## Opdracht
Schrijf het stuk over de strokartonfabriek opnieuw op, van "Kor Zijnstra ontwierp" tot "als kwaliteit inzet.", en wissel daarin "architectuurprotheses" om voor "bouwprotheses".

## Tekstblok
__________________________________________________

Kor Zijnstra ontwierp architectuurprotheses voor de Strokartonfabriek De Toekomst II te Scheemdageven waardoor hij de ruïne een nieuw leven geeft en het proces van verval als kwaliteit inzet.
Wat een prothese typeert is dat deze op maat is gemaakt en geen betekenis heeft zonder zijn drager. Hetzelfde geldt voor deze architectuurprotheses, die kunnen ook niet op zichzelf staan. Ook zij ontlenen hun bestaansrecht aan hun drager, in dit geval de ruïne. Zonder de ruïnemuren te restaureren of te renoveren bieden de architectuurprotheses naast constructieve stabiliteit vooral een nieuwe dimensie in het gebruik. Ze brengen de bezoeker als een soort urban explorer op bijzondere plekken die voorheen onbereikbaar waren.
Het eigen gewicht van de architectuurprotheses wordt gereduceerd door de toepassing van kunststof materialen. Zo kan bij toekomstig verval van de protheses geen archeologische vertroebeling ontstaan. De daadwerkelijke draagconstructie wordt van vezelversterkte kunststof gemaakt, de huid van translucente kunststoffen. De architectuurprotheses zullen zich in het donker als een lampion in het karkas manifesteren en aanvullende terreinverlichting overbodig maken. Uitsluitend middels de architectuurprotheses wordt alles gefaciliteerd wat nodig is voor het nieuwe gebruik.
Bij aanvang van deze studie is de voormalige Strokartonfabriek De Toekomst II te Scheemda een van Nederlands grootste ruïnes. Het complex ligt dicht bij de Blauwe Stad, een ontwikkeling die als woongebied geen succes is, maar het toerisme wel een impuls heeft gegeven. Rondom het Oldambtmeer bundelen kleine ondernemingen de krachten in de vereniging Het Blauwe Lint die zich richt op het toerisme. Vanuit het perspectief van deze groeiende sector diende zich de nieuwe functie aan: een podium voor cultuur en toerisme. Tot de verzameling nieuwe voorzieningen behoren: een klimtoren met kraaiennest, een restaurant en een culturele binnenplaats voor diverse openluchtfestiviteiten variërend van braderie tot danceparty. Deze functies komen voort uit het netwerk van lokale ondernemers.

__________________________________________________

## Aangeleverd materiaal
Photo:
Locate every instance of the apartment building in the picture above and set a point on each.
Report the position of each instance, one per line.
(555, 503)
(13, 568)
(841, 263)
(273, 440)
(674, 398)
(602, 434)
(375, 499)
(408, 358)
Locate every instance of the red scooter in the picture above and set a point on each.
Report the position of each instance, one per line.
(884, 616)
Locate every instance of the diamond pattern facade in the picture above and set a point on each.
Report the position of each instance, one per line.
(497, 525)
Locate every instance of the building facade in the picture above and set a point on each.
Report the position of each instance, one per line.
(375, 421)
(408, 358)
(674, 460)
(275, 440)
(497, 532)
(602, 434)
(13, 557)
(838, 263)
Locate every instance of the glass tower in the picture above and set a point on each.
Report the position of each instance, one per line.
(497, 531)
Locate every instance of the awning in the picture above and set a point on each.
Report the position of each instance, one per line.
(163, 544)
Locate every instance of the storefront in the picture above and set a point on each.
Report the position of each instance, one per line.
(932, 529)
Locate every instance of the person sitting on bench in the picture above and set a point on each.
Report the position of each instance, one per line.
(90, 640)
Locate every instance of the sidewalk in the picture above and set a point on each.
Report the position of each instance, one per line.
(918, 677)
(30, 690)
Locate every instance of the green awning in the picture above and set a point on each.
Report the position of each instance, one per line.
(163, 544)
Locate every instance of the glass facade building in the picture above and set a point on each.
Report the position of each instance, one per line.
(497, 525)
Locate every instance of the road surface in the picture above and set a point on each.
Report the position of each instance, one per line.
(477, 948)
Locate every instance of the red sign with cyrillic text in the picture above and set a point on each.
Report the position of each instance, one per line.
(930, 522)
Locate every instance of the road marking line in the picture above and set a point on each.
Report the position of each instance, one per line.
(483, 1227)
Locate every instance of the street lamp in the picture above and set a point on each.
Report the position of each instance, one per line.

__________________________________________________

## Antwoord
Kor Zijnstra ontwierp bouwprotheses voor de Strokartonfabriek De Toekomst II te Scheemdageven waardoor hij de ruïne een nieuw leven geeft en het proces van verval als kwaliteit inzet.